◆ Written request:
Both the line containing "Note to the class: indicate the green" and the last line of the listing are included: write out exactly the lines from one to the other.

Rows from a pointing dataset
[Start]
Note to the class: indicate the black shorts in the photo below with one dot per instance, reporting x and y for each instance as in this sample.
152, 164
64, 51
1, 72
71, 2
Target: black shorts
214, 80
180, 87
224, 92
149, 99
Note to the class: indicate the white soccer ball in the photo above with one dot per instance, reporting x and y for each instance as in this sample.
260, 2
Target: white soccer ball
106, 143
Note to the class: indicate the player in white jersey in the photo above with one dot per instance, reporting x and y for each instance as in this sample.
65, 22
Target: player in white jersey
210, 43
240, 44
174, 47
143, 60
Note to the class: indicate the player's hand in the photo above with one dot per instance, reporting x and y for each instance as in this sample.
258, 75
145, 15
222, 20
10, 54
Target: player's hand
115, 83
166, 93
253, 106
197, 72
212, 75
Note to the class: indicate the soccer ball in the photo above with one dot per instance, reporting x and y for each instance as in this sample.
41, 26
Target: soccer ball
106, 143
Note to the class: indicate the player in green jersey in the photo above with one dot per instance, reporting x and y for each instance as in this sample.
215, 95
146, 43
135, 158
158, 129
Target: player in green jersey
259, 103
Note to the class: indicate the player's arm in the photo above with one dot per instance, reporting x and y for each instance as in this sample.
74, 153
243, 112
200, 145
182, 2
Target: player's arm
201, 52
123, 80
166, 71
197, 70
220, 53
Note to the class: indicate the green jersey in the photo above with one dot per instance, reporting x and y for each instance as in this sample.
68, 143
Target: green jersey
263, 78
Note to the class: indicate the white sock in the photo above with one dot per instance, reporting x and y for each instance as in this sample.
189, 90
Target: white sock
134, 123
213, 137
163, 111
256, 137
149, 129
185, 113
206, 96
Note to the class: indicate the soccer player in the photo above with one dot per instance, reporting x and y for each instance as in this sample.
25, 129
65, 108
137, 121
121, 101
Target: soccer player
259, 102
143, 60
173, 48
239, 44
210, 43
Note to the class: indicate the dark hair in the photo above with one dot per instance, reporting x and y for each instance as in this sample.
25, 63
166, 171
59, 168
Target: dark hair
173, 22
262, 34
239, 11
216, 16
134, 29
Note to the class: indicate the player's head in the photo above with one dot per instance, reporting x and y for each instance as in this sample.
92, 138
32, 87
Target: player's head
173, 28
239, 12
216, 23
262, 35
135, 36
[End]
◆ The completed task:
Note to the class: indicate the green jersey in the photo above with one dot per instance, reporting x and y for each instance as in this sample.
68, 143
Target: green jersey
263, 78
Note to the class: indicate the white sock in the photo above with one dot per instance, reporting x and y for each instance as in this sample.
189, 90
Target: white sock
134, 123
213, 137
163, 111
256, 137
149, 129
185, 113
206, 96
Note to the class: indicate the soccer player in the photo above with one dot per instance, reporting x and y for each instance as in this sample.
25, 129
65, 108
137, 121
121, 101
Target: soccer player
259, 102
143, 60
173, 48
239, 44
210, 43
Note to the class: indicate the dark hair in the photo above with one dot per instance, reporting x and y for each instance as in this sample.
25, 63
166, 171
59, 168
Target: dark hair
173, 22
262, 34
239, 11
216, 16
134, 29
Note to the class: indicate the player's head in the photo above with one dot per instance, reporting x and y for each instance as in this sample.
92, 138
32, 87
Target: player's head
173, 28
239, 12
216, 23
262, 35
135, 36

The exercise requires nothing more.